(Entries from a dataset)
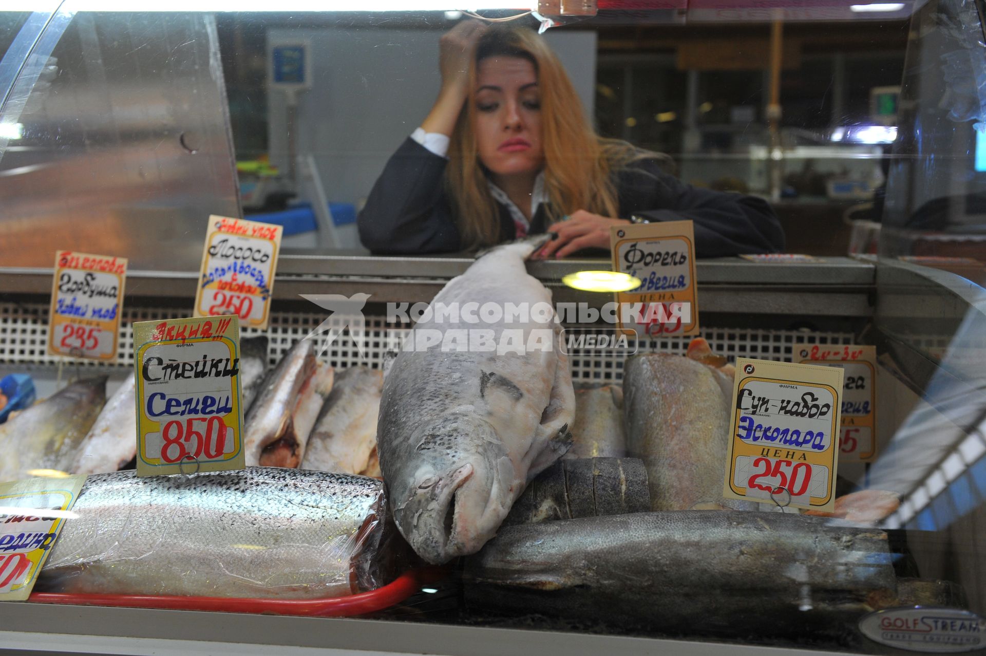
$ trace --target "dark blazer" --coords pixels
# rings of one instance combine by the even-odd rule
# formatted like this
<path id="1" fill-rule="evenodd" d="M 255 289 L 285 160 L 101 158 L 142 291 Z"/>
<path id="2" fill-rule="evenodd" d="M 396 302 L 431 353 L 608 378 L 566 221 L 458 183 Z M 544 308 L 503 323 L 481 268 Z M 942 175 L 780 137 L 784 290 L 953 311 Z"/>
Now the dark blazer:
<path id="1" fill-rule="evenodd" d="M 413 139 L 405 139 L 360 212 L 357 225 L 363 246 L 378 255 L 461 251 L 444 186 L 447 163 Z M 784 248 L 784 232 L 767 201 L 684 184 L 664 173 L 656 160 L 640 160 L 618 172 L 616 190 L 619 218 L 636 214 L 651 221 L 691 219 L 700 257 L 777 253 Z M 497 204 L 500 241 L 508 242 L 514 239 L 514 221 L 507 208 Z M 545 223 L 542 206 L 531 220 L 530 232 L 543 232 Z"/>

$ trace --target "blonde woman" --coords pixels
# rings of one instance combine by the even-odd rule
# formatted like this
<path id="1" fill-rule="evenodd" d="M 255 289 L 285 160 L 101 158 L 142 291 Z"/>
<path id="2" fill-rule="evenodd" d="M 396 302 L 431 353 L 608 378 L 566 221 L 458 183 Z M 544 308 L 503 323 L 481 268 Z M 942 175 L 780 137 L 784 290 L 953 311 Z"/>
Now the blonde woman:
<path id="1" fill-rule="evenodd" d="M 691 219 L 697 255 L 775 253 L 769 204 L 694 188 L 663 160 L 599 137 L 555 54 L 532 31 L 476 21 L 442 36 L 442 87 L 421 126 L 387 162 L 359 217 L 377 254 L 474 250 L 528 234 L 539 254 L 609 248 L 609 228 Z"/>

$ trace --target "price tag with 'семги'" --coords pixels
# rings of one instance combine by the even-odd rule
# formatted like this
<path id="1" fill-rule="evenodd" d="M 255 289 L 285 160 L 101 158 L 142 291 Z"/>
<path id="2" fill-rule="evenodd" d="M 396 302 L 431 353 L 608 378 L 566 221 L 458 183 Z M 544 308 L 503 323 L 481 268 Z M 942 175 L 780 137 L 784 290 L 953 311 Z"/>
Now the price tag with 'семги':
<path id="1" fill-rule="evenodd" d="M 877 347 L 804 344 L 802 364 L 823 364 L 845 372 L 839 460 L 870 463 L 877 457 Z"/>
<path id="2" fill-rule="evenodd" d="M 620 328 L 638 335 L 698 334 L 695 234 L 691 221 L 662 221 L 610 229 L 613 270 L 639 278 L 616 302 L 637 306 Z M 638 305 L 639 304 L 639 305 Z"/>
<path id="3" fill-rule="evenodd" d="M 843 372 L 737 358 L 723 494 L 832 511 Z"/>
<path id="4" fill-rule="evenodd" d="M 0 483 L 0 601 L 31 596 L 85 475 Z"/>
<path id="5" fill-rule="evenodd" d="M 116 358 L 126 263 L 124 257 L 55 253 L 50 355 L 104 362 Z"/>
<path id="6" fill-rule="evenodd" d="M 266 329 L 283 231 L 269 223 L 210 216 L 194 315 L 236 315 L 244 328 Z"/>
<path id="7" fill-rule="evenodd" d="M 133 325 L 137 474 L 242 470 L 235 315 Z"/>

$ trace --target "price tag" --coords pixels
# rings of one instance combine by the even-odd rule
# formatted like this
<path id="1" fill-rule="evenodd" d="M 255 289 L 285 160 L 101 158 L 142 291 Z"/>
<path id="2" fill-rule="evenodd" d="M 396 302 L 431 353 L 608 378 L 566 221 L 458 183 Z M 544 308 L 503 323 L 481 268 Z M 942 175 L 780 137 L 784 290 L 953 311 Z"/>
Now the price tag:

[Aim] Without including any pictures, print each record exactly.

[Exercise answer]
$ trace --target "dark blazer" --coords pixels
# rings of one instance combine by the even-odd rule
# formatted like this
<path id="1" fill-rule="evenodd" d="M 255 289 L 285 160 L 101 158 L 142 291 Z"/>
<path id="2" fill-rule="evenodd" d="M 396 302 L 431 353 L 608 378 L 566 221 L 458 183 Z M 544 308 L 503 323 L 481 268 Z M 942 175 L 780 137 L 784 290 L 953 311 Z"/>
Now the dark blazer:
<path id="1" fill-rule="evenodd" d="M 413 139 L 405 139 L 360 212 L 357 225 L 363 246 L 378 255 L 461 251 L 444 186 L 447 163 Z M 784 248 L 784 232 L 767 201 L 684 184 L 664 173 L 656 160 L 640 160 L 618 172 L 616 190 L 619 218 L 636 214 L 651 221 L 691 219 L 700 257 L 777 253 Z M 497 204 L 500 241 L 508 242 L 514 239 L 514 221 L 507 208 Z M 545 223 L 542 206 L 531 220 L 530 232 L 543 232 Z"/>

$ trace --target "blonde woman" --coords pixels
# rings of one instance combine by the even-odd rule
# formatted like this
<path id="1" fill-rule="evenodd" d="M 255 289 L 285 160 L 101 158 L 142 291 Z"/>
<path id="2" fill-rule="evenodd" d="M 396 302 L 431 353 L 608 378 L 566 221 L 458 183 Z M 544 308 L 503 323 L 481 268 Z M 942 175 L 780 137 L 784 290 L 953 311 Z"/>
Now the blonde woman:
<path id="1" fill-rule="evenodd" d="M 691 219 L 697 255 L 775 253 L 769 204 L 694 188 L 663 160 L 599 137 L 555 54 L 532 31 L 476 21 L 442 36 L 442 87 L 421 126 L 387 162 L 359 217 L 377 254 L 474 250 L 528 234 L 539 254 L 609 248 L 609 228 Z"/>

$ trace --target "price tag with 'семги'" --coords pixels
# rings of one instance combine by the even-odd rule
# formatted like this
<path id="1" fill-rule="evenodd" d="M 255 289 L 285 160 L 101 158 L 142 291 Z"/>
<path id="2" fill-rule="evenodd" d="M 396 302 L 431 353 L 608 378 L 566 221 L 458 183 Z M 544 308 L 503 323 L 481 268 Z M 942 175 L 780 137 L 784 290 L 953 311 Z"/>
Now the price tag with 'семги':
<path id="1" fill-rule="evenodd" d="M 877 347 L 804 344 L 802 364 L 823 364 L 845 372 L 839 460 L 870 463 L 877 457 Z"/>
<path id="2" fill-rule="evenodd" d="M 620 328 L 638 335 L 698 334 L 695 234 L 691 221 L 662 221 L 610 229 L 613 270 L 639 278 L 616 302 L 637 306 Z M 638 305 L 639 304 L 639 305 Z"/>
<path id="3" fill-rule="evenodd" d="M 843 372 L 737 358 L 723 494 L 832 511 Z"/>
<path id="4" fill-rule="evenodd" d="M 0 483 L 0 601 L 31 596 L 85 475 Z"/>
<path id="5" fill-rule="evenodd" d="M 116 358 L 126 263 L 124 257 L 55 253 L 50 355 L 104 362 Z"/>
<path id="6" fill-rule="evenodd" d="M 266 329 L 283 231 L 269 223 L 210 216 L 194 315 L 236 315 L 244 328 Z"/>
<path id="7" fill-rule="evenodd" d="M 133 325 L 137 474 L 242 470 L 235 315 Z"/>

$ trace --target "price tag" --coords pixels
# rings of one instance combine by the even-odd rule
# formatted like this
<path id="1" fill-rule="evenodd" d="M 255 289 L 285 160 L 101 158 L 142 291 Z"/>
<path id="2" fill-rule="evenodd" d="M 396 302 L 431 353 L 608 378 L 566 221 L 458 183 Z M 544 308 L 503 323 L 481 268 Z M 942 175 L 780 137 L 784 290 L 953 311 Z"/>
Now the price tag:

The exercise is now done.